通过观察寄存器 x28 我们可以得到 n 的地址是 0x10000010

Without actually editing the code (i.e. without going into the “Editor” tab), have the program calculate the 13th fib number (0-indexed) by manually modifying the value of a register. You may find it helpful to first step through the code. If you prefer to look at decimal values, change the “Display Settings” option at the bottom.

答案是 $233$

Exercise 2: Translating from C to RISC-V

The register representing the variable k.

t0

The register representing the variable sum.

s0

The registers acting as pointers to the source and dest arrays.

la s1, source
la s2, dest

The assembly code for the loop found in the C code.

for (k = 0; source[k] != 0; k++) {
    dest[k] = fun(source[k]);
    sum += dest[k];
}

How the pointers are manipulated in the assembly code.

在汇编代码中，先通过 la 命令获取数组的首地址，然后通过 add t1, s1, s3 来获取到 source[i] 的值

Exercise 3: Factorial

在这个 Exercise 中，需要实现一个函数计算阶乘

.globl factorial

.data
n: .word 10

.text
main:
    la t0, n
    lw a0, 0(t0)
    jal ra, factorial

    addi a1, a0, 0
    addi a0, x0, 1
    ecall # Print Result

    addi a1, x0, '\n'
    addi a0, x0, 11
    ecall # Print newline

    addi a0, x0, 10
    ecall # Exit

factorial:
    # 需要实现一个函数计算阶乘
    addi t0, x0, 1    # t0 = 1
    addi t1, x0, 1    # t1 = 1
    
    addi t2, x0, 1
    beq a0, t2, end  # if a0 == t2 end
    beq a0, x0, end 

loop:
    mul t0, t0, t1 # t0 = t0 * t1
    addi t1, t1, 1 # t1 += 1
    bne t1, a0, loop # if t1 <= n loop
end:
    mv a0, t0 # a0 = t0
    ret

Exercise 4: Calling Convention Checker

这个练习需要你修复一个汇编代码，我们使用

$ java -jar tools/venus.jar -cc lab03/cc_test.s

命令能获得当前代码的一些问题

.globl simple_fn naive_pow inc_arr

.data
failure_message: .asciiz "Test failed for some reason.\n"

### 书面任务 1
在列表中找出所有含有字符串“wood”的行，并把这些行逐一照抄出来。
阅读材料与列表之间没有任何关联。

已存储的数据条目:
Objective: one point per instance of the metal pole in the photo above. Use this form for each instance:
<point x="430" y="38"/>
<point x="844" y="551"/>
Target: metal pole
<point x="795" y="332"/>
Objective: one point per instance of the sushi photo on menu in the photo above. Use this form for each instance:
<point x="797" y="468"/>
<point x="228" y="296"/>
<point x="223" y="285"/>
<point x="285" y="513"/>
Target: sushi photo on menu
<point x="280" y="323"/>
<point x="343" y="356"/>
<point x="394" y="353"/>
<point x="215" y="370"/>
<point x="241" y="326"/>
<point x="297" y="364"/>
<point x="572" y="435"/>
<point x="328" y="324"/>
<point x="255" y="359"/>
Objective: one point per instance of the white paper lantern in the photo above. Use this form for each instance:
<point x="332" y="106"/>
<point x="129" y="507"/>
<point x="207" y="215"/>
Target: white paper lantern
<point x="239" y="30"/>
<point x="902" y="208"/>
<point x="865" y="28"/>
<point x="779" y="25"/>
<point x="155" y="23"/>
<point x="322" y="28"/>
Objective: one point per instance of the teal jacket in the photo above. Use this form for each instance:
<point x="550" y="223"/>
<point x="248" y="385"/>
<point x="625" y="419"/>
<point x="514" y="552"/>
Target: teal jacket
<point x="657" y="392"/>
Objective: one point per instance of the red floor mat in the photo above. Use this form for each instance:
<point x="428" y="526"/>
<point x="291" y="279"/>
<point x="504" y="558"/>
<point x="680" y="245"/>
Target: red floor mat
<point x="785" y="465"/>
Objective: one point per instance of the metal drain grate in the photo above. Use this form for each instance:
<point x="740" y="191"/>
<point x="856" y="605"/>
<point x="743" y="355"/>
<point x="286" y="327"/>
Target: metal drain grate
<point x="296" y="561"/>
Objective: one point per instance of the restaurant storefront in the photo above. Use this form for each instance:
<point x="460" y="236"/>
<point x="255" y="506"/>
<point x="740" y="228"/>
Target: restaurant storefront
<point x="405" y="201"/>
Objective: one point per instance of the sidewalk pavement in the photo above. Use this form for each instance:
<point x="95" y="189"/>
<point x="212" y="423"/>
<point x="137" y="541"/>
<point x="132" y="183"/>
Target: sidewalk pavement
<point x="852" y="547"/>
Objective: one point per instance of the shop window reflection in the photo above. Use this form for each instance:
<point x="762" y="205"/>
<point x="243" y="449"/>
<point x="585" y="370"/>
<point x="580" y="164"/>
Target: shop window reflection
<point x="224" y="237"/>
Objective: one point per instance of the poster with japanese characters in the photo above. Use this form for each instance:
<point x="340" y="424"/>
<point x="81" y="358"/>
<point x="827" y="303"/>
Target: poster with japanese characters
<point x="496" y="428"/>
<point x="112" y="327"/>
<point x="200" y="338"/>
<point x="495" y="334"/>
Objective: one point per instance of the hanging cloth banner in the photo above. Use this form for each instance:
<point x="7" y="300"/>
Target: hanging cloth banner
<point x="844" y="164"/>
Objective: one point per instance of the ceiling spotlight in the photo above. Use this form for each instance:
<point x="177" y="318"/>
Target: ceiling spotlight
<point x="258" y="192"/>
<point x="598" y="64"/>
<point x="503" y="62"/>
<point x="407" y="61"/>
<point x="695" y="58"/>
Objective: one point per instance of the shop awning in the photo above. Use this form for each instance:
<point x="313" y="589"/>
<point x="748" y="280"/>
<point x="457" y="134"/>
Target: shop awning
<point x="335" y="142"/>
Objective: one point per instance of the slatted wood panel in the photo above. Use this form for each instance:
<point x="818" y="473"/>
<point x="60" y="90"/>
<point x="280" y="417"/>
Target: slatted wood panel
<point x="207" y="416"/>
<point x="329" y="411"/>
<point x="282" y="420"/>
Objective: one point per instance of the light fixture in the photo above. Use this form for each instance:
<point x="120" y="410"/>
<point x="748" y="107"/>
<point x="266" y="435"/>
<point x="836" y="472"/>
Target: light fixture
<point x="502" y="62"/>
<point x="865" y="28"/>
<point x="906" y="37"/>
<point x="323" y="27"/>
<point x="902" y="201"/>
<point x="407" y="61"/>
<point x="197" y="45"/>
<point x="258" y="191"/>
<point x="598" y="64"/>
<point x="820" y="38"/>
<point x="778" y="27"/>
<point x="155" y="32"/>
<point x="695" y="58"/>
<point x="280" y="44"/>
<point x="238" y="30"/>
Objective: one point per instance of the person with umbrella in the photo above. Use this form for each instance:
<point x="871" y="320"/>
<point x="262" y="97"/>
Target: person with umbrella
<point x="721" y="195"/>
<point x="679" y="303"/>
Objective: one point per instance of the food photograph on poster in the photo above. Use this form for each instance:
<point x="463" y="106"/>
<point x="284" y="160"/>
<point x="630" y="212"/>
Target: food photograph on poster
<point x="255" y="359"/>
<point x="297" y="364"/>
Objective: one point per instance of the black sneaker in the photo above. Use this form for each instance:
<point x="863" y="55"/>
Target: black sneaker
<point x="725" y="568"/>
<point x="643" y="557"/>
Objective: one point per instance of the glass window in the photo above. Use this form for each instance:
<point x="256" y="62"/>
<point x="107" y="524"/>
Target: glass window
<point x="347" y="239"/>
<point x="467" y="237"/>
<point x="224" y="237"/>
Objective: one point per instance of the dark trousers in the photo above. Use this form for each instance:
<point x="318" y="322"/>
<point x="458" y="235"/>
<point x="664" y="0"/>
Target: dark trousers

### 书面任务 2
根据阅读材料回答：
(a) 通过观察寄存器 x28，得到的 n 的地址是多少？
(b) Exercise 2 中，代表变量 sum 的是哪个寄存器？
(c) Exercise 4 中，用哪条命令来获得当前代码的一些问题？

### 练习解答 1
Objective: one point per instance of the slatted wood panel in the photo above. Use this form for each instance:
Target: slatted wood panel

### 练习解答 2
(a) 0x10000010
(b) s0
(c) java -jar tools/venus.jar -cc lab03/cc_test.s